═════ DATA FOR ANALYSIS ═════

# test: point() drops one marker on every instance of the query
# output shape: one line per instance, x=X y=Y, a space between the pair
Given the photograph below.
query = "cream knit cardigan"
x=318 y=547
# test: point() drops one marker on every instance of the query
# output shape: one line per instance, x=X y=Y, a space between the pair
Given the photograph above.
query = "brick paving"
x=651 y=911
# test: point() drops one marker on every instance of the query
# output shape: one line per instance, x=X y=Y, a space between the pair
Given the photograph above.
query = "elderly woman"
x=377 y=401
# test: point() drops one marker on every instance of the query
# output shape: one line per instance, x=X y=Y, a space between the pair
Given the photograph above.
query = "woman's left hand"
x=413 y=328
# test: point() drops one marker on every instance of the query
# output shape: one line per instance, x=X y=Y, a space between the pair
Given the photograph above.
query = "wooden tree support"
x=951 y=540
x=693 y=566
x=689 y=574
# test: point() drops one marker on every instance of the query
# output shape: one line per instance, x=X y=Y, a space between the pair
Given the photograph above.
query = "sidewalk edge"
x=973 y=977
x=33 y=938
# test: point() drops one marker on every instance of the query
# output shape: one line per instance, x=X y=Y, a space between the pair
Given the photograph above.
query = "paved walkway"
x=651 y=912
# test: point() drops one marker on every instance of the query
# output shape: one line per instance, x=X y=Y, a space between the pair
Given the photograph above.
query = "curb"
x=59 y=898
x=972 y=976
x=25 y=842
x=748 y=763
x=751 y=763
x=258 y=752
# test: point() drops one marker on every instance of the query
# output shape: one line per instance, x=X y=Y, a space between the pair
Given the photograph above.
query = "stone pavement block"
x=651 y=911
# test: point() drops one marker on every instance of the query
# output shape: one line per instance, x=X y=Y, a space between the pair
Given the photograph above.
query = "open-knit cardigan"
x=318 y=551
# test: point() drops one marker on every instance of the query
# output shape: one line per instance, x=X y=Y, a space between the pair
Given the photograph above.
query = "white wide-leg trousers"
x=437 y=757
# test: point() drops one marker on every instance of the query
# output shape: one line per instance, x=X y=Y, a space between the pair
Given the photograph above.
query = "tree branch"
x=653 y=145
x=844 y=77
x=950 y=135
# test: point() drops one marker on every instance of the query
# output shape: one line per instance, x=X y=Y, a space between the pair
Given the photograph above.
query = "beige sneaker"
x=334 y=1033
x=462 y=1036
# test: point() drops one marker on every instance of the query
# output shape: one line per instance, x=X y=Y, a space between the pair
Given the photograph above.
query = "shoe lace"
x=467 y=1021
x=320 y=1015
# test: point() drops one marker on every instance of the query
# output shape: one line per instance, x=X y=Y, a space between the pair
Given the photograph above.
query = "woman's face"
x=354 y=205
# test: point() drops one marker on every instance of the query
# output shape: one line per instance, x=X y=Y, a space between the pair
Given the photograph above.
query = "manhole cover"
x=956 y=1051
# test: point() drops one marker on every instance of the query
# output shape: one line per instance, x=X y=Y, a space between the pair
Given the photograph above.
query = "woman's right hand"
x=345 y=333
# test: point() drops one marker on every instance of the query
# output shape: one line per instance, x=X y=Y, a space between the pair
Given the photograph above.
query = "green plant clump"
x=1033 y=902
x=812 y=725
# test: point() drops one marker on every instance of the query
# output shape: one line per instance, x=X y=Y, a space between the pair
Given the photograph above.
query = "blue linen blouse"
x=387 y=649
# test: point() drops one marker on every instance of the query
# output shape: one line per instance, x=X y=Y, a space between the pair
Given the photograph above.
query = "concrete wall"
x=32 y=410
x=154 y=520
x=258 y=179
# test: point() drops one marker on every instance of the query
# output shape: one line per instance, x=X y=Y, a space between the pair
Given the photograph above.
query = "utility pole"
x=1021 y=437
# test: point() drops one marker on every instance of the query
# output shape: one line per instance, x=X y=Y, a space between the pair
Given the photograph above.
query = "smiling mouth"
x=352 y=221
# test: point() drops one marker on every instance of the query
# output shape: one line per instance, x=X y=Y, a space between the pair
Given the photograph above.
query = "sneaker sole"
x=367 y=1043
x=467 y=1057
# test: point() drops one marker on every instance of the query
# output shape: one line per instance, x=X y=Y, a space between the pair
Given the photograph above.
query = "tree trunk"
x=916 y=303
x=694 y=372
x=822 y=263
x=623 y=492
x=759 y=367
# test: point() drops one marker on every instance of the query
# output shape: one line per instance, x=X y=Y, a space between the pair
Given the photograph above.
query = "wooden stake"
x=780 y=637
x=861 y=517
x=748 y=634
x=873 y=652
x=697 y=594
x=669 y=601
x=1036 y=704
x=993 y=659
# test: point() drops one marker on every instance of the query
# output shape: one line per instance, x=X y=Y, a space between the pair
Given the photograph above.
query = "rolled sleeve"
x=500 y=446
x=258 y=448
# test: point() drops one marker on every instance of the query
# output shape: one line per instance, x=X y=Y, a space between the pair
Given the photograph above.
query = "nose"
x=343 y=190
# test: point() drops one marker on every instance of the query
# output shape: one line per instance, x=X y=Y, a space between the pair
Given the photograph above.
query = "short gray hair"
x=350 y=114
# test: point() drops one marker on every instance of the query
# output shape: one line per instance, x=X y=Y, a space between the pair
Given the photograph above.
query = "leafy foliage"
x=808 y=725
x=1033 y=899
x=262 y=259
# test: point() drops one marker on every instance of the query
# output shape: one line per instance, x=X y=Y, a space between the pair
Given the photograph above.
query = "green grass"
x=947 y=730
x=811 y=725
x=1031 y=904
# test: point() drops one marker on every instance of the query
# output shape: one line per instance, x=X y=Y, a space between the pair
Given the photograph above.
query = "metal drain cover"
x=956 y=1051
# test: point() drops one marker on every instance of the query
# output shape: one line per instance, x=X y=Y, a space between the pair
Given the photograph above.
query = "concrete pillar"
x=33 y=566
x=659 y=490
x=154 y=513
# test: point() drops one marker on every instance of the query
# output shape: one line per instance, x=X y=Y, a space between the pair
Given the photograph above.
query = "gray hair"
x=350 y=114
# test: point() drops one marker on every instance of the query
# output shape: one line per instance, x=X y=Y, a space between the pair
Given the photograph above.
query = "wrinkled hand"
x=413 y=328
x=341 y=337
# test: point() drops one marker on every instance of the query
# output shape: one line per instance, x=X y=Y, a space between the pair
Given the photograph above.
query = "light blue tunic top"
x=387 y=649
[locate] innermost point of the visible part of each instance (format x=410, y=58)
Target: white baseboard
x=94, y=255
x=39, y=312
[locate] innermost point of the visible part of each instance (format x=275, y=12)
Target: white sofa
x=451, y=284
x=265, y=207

═════

#### TASK PROMPT:
Copy out each line of the material above that holds the word "format".

#### ANSWER FOR THE TASK:
[locate] innermost point of the visible part of each instance (format x=410, y=58)
[locate] innermost point of the visible part of each instance (format x=275, y=12)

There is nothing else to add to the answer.